WRITTEN INSTRUCTION ->
Pull out every line of the records below that contains the string "green", matching case exactly.

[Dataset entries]
● ● ● ●
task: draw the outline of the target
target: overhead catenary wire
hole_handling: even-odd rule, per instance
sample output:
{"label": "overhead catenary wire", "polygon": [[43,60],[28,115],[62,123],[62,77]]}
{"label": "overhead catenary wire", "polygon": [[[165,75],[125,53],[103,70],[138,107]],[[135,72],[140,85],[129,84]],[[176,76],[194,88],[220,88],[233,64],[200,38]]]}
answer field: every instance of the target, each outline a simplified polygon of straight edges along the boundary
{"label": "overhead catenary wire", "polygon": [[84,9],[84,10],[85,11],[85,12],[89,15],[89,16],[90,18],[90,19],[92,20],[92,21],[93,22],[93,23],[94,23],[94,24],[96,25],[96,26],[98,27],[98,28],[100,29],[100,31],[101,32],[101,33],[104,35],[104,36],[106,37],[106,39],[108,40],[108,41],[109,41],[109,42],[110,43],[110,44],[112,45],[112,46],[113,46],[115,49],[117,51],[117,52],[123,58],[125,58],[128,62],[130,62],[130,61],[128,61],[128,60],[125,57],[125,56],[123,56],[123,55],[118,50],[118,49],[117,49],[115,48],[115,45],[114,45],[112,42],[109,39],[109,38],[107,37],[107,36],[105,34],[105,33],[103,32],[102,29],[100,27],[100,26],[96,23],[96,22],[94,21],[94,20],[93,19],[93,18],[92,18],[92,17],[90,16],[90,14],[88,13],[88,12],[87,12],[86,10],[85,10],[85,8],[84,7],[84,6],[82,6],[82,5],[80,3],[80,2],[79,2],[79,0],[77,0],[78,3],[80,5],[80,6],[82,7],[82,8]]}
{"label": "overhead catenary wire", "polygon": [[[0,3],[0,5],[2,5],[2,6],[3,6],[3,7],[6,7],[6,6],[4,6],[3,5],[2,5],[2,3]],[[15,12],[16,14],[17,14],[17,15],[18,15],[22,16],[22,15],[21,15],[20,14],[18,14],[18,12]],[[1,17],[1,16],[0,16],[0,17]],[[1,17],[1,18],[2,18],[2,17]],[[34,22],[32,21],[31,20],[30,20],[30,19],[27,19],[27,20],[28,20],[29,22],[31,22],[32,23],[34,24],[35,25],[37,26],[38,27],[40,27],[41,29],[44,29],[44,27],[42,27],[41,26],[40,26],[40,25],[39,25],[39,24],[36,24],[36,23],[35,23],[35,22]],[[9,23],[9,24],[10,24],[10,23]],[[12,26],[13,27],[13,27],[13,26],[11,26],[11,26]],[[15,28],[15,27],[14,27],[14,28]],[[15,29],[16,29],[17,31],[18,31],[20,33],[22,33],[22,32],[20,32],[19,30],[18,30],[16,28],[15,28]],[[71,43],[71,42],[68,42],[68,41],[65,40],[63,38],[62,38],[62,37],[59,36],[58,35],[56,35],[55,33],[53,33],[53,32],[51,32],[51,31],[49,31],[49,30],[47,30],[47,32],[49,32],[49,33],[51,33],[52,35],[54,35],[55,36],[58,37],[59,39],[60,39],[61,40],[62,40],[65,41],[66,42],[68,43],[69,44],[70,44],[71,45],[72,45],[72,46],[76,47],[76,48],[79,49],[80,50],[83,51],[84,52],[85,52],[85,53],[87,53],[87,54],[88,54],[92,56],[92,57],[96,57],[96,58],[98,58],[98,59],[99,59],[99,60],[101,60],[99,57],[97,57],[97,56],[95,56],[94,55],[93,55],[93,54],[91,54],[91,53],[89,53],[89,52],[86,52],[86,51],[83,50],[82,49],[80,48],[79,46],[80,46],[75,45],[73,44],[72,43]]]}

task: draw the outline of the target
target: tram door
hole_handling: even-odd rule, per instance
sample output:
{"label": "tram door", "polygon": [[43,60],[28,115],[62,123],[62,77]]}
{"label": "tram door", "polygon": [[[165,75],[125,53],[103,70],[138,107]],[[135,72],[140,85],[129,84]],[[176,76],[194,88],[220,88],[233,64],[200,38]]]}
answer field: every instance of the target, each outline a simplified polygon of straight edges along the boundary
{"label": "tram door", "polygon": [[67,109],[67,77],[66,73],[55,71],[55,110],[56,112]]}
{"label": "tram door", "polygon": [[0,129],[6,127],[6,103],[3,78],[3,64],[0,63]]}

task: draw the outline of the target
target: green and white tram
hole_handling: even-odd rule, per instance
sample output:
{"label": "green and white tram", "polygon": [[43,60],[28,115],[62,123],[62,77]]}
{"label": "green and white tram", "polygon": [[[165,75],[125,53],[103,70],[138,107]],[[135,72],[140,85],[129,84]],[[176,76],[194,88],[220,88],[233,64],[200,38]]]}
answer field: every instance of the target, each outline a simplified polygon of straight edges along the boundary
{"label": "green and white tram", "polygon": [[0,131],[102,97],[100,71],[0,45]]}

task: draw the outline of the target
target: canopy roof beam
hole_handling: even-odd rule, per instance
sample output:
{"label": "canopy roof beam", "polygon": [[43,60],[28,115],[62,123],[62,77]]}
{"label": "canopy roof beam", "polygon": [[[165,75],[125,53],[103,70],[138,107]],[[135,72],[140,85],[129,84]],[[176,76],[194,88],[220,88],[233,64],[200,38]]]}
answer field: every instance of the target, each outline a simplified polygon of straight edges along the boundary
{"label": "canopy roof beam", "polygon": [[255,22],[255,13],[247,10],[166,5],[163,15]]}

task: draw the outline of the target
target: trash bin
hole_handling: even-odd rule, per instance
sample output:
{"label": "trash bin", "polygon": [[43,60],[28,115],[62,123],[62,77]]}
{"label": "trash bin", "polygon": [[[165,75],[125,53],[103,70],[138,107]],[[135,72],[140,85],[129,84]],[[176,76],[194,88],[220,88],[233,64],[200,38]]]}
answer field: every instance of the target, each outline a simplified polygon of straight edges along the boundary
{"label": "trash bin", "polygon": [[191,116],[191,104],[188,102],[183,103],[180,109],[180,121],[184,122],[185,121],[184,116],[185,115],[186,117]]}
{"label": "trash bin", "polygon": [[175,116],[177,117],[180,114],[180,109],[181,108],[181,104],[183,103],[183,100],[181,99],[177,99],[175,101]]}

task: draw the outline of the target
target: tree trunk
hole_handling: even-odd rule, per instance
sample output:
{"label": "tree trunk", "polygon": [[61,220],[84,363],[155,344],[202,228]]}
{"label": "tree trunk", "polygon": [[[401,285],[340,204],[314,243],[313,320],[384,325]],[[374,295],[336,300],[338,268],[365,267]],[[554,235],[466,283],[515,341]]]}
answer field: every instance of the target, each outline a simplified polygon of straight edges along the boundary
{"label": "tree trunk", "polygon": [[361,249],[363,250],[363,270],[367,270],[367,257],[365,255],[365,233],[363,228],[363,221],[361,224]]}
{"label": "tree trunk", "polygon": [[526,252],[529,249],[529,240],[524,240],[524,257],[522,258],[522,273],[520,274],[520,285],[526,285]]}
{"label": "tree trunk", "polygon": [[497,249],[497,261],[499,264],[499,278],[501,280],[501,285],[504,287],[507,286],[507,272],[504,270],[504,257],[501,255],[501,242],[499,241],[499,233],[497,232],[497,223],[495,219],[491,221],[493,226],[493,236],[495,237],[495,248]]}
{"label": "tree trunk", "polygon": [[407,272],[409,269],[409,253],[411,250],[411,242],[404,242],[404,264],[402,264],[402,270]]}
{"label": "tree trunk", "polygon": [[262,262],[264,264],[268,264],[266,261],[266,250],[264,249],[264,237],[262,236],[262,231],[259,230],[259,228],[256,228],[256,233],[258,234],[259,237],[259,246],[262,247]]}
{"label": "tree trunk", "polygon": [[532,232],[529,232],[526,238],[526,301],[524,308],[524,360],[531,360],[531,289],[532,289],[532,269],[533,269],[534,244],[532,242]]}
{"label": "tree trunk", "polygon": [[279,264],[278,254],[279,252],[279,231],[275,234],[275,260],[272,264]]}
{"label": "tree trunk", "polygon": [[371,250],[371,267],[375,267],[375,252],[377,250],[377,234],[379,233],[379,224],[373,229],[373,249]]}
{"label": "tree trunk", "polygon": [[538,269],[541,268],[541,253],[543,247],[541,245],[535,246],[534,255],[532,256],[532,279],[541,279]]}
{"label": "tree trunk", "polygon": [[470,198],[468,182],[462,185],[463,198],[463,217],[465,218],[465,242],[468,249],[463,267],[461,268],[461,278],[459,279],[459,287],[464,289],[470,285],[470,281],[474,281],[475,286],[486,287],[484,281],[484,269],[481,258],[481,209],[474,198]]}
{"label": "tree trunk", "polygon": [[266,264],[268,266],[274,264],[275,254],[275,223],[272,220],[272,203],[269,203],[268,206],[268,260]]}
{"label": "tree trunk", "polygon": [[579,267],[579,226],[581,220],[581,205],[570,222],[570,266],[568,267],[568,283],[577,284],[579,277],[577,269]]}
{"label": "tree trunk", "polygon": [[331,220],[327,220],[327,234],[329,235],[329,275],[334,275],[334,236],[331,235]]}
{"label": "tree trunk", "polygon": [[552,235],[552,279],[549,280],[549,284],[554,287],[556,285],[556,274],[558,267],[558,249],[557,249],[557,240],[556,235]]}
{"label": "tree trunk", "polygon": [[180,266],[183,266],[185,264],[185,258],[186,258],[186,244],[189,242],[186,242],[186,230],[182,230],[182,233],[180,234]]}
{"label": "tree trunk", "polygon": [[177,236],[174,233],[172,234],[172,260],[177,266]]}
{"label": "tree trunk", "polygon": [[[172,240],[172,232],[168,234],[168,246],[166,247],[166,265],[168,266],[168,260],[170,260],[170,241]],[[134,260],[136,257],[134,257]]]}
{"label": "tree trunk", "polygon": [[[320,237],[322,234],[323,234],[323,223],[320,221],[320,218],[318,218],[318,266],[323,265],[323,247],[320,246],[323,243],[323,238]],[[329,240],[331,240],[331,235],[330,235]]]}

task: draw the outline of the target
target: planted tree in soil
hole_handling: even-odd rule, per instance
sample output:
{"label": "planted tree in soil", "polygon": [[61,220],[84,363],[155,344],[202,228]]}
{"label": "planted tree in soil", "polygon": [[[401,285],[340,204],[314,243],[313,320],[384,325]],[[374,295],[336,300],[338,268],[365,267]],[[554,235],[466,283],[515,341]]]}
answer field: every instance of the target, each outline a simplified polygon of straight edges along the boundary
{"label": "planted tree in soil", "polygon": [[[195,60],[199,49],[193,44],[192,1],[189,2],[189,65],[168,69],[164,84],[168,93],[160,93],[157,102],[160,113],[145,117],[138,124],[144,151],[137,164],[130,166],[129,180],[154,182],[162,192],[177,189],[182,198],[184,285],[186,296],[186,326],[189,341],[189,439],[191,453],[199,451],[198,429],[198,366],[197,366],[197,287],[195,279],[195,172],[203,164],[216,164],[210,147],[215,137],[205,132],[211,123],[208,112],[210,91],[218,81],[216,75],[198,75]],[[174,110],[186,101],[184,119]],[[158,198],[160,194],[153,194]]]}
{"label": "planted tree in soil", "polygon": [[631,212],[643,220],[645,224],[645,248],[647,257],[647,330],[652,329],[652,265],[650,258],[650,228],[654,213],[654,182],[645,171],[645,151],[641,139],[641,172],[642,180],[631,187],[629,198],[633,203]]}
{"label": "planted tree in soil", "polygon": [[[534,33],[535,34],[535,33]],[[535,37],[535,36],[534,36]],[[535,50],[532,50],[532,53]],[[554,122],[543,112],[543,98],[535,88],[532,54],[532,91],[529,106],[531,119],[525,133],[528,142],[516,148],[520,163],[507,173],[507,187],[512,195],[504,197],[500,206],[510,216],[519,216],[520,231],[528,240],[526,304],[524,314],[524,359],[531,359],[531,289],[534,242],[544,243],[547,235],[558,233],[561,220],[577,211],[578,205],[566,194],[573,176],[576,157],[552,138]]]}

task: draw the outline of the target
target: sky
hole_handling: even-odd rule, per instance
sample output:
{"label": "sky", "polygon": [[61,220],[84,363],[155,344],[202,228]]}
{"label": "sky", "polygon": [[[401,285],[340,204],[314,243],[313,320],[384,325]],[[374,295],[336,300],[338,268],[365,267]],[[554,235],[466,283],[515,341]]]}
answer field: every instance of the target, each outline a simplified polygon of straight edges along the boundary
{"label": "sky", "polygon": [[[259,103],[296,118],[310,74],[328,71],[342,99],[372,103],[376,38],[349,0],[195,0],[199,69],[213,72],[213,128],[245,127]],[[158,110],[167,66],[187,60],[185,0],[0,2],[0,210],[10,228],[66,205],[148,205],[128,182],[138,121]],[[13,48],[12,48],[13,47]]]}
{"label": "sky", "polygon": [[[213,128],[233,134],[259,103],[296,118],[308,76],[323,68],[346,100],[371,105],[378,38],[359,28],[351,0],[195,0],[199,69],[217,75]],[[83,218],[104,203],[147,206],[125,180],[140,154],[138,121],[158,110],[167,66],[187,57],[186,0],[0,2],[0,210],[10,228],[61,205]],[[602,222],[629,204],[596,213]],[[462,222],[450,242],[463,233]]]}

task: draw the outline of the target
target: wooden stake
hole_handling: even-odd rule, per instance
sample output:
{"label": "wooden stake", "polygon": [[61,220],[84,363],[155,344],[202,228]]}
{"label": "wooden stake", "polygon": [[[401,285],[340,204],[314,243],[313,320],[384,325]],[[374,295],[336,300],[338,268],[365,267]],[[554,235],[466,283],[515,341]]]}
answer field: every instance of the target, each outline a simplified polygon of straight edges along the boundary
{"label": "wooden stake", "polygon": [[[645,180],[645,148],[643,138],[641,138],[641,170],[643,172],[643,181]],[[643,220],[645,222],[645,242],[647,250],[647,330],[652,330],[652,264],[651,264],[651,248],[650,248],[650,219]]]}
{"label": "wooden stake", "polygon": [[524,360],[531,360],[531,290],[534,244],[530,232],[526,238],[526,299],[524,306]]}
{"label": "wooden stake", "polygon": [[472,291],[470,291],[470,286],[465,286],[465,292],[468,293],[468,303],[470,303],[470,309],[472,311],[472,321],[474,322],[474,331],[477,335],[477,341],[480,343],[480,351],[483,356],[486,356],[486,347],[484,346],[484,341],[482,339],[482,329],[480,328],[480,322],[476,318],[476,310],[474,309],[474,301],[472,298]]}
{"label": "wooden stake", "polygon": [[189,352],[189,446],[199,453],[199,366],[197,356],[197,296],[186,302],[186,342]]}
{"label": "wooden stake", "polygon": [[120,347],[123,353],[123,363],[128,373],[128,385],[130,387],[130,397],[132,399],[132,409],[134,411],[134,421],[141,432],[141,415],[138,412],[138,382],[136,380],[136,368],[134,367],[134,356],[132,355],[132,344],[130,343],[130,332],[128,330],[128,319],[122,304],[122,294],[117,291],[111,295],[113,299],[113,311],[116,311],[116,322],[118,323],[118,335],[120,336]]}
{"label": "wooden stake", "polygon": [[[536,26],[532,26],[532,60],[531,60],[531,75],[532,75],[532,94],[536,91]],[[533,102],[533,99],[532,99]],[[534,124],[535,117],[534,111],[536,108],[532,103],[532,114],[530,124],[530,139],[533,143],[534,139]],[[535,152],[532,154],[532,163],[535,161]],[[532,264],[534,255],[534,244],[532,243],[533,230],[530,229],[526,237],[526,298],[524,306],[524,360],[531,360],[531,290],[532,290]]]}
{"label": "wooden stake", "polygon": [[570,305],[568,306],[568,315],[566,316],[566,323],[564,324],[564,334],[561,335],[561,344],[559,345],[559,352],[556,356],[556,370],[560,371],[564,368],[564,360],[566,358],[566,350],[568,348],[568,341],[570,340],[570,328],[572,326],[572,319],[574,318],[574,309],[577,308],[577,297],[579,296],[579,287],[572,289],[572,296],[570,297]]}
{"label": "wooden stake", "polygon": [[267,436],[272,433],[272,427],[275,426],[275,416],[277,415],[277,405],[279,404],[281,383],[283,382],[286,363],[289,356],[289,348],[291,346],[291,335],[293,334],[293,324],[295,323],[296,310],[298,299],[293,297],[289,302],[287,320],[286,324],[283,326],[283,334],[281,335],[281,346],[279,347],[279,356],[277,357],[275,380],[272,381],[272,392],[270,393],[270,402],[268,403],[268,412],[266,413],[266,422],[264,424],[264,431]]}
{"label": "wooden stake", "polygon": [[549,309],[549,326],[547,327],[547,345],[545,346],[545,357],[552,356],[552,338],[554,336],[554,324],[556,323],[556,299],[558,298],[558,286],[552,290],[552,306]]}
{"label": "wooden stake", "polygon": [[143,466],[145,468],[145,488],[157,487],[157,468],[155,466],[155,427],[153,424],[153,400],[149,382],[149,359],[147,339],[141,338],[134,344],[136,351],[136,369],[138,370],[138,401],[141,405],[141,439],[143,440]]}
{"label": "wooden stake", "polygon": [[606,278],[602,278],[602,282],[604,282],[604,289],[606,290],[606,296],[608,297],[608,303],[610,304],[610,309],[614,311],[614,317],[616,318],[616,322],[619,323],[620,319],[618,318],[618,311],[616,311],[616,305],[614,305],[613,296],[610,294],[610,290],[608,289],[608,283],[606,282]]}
● ● ● ●
TASK ANSWER ->
target: green and white tram
{"label": "green and white tram", "polygon": [[43,60],[28,115],[62,123],[62,77]]}
{"label": "green and white tram", "polygon": [[[165,75],[125,53],[103,70],[138,107]],[[135,72],[140,85],[129,84]],[[176,76],[194,88],[220,88],[233,64],[200,38]]]}
{"label": "green and white tram", "polygon": [[0,131],[102,97],[100,71],[0,45]]}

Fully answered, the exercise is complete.